From: Jann Horn <jannh@google.com>
To: Lorenzo Stoakes <lorenzo.stoakes@oracle.com>
Cc: Pedro Falcato <pfalcato@suse.de>,
syzbot <syzbot+20ed41006cf9d842c2b5@syzkaller.appspotmail.com>,
Liam.Howlett@oracle.com, akpm@linux-foundation.org,
linux-kernel@vger.kernel.org, linux-mm@kvack.org,
syzkaller-bugs@googlegroups.com, vbabka@suse.cz
Subject: Re: [syzbot] [mm?] BUG: unable to handle kernel paging request in vma_merge_existing_range
Date: Fri, 21 Mar 2025 00:04:42 +0100 [thread overview]
Message-ID: <CAG48ez0JUBPrb5Mh13Z__OeQ+w+uuhfEmj2FRReCpCT-2O-uyw@mail.gmail.com> (raw)
In-Reply-To: <332b3149-0e84-4bf8-9542-89d68b0a9680@lucifer.local>
On Thu, Mar 20, 2025 at 9:53 PM Lorenzo Stoakes
<lorenzo.stoakes@oracle.com> wrote:
> On Thu, Mar 20, 2025 at 09:11:33PM +0100, Jann Horn wrote:
> > On Thu, Mar 20, 2025 at 9:02 PM Pedro Falcato <pfalcato@suse.de> wrote:
> > > On Thu, Mar 20, 2025 at 12:09:36PM -0700, syzbot wrote:
[...]
> > > Ahh, fun bug. This *seems* to be the bug:
> > >
> > > First, in vma_modify:
> > >
> > > merged = vma_merge_existing_range(vmg);
> > > if (merged)

━━━━

Exercise 1
Answer these from the mailing-list message:
(a) Who is listed on its To line?
(b) What date and time does its Date line give?
(c) In vma_modify, what call's result is assigned to merged?
The records that follow are unrelated to the text above.

━━━━

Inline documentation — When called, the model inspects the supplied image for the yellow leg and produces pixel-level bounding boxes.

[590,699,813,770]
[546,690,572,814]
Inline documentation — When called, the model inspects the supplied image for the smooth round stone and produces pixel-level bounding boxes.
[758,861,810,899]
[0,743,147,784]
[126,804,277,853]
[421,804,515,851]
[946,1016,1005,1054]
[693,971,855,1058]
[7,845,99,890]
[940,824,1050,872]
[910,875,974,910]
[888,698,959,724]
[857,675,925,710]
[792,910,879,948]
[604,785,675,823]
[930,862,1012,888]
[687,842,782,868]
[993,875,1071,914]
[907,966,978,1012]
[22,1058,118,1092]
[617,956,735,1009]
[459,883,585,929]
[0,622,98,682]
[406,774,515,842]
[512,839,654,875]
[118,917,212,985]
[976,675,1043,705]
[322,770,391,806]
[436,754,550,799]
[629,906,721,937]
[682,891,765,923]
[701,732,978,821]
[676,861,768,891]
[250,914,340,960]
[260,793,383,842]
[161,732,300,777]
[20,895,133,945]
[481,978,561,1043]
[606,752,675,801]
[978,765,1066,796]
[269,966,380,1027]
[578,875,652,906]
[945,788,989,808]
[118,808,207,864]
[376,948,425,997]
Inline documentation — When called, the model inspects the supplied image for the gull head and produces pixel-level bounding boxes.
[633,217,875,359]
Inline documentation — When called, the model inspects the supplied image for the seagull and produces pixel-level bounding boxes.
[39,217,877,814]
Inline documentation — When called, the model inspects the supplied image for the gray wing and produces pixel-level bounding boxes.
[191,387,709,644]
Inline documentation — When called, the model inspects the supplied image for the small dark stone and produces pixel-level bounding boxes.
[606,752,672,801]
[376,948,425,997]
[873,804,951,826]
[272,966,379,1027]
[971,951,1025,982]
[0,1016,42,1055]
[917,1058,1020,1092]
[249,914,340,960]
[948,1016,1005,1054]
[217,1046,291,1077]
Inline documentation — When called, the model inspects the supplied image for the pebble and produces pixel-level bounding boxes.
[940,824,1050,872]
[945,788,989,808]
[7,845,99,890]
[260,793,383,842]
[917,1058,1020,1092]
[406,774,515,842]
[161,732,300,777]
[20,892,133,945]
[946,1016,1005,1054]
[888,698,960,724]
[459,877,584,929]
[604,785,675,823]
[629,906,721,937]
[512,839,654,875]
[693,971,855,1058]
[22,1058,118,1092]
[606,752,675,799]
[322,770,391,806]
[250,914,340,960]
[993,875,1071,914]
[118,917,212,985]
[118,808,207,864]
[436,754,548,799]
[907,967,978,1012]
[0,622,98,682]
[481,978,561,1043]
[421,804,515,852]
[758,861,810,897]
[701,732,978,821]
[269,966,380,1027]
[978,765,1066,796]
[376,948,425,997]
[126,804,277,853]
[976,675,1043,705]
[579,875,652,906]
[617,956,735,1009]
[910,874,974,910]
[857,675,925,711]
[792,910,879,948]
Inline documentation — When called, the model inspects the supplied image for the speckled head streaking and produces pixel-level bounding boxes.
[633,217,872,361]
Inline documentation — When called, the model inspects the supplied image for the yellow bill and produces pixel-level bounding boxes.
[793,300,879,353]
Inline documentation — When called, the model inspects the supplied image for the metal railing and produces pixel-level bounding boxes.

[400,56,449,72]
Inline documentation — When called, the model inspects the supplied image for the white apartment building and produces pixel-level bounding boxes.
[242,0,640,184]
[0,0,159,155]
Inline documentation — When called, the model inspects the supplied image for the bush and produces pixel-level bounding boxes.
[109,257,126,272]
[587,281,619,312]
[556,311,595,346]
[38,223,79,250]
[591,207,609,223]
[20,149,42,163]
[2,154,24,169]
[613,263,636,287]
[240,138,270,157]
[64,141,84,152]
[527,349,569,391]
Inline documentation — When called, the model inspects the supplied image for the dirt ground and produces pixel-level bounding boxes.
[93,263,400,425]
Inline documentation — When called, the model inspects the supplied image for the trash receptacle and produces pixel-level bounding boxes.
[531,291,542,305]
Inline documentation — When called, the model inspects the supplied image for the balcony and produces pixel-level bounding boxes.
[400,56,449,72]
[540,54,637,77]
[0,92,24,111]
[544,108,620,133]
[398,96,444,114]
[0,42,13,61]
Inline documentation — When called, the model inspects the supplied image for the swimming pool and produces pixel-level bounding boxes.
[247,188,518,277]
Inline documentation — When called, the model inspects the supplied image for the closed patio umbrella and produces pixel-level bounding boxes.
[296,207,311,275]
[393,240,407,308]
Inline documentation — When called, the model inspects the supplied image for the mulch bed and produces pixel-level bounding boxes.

━━━━

Exercise 2
From the records, reproduce everything from the line containing "wing and produces pixel-level bounding boxes." down to the line containing "[0,0,159,155]", with both of those lines included.

Worked answer 1
(a) Lorenzo Stoakes <lorenzo.stoakes@oracle.com>
(b) Fri, 21 Mar 2025 00:04:42 +0100
(c) vma_merge_existing_range(vmg)

Worked answer 2
Inline documentation — When called, the model inspects the supplied image for the gray wing and produces pixel-level bounding boxes.
[191,387,709,644]
Inline documentation — When called, the model inspects the supplied image for the small dark stone and produces pixel-level bounding boxes.
[606,752,672,801]
[376,948,425,997]
[873,804,951,826]
[272,966,379,1027]
[971,951,1025,982]
[0,1016,42,1055]
[917,1058,1020,1092]
[249,914,340,960]
[948,1016,1005,1054]
[217,1046,291,1077]
Inline documentation — When called, the model inspects the supplied image for the pebble and produces pixel-level bounding boxes.
[940,824,1050,872]
[945,788,989,808]
[7,845,99,890]
[260,793,383,842]
[917,1058,1020,1092]
[406,774,515,842]
[161,732,300,777]
[20,892,133,945]
[946,1016,1005,1054]
[888,698,960,724]
[459,877,584,929]
[604,785,675,823]
[629,906,721,937]
[512,839,654,875]
[693,971,855,1058]
[22,1058,118,1092]
[606,752,675,799]
[322,770,391,806]
[250,914,340,960]
[993,875,1071,914]
[118,917,212,985]
[118,808,207,864]
[436,754,548,799]
[907,967,978,1012]
[0,622,98,682]
[481,978,561,1043]
[421,804,515,852]
[758,861,810,897]
[701,732,978,821]
[269,966,380,1027]
[978,765,1066,796]
[376,948,425,997]
[126,804,277,853]
[976,675,1043,705]
[579,875,652,906]
[617,956,735,1009]
[910,874,974,910]
[857,675,925,711]
[792,910,879,948]
Inline documentation — When called, the model inspects the supplied image for the speckled head streaking and produces pixel-level bounding boxes.
[633,217,872,361]
Inline documentation — When called, the model inspects the supplied image for the yellow bill and produces pixel-level bounding boxes.
[793,300,879,353]
Inline documentation — When called, the model inspects the supplied image for the metal railing and produces pixel-level bounding boxes.

[400,56,449,72]
Inline documentation — When called, the model inspects the supplied image for the white apartment building and produces pixel-level bounding boxes.
[242,0,640,184]
[0,0,159,155]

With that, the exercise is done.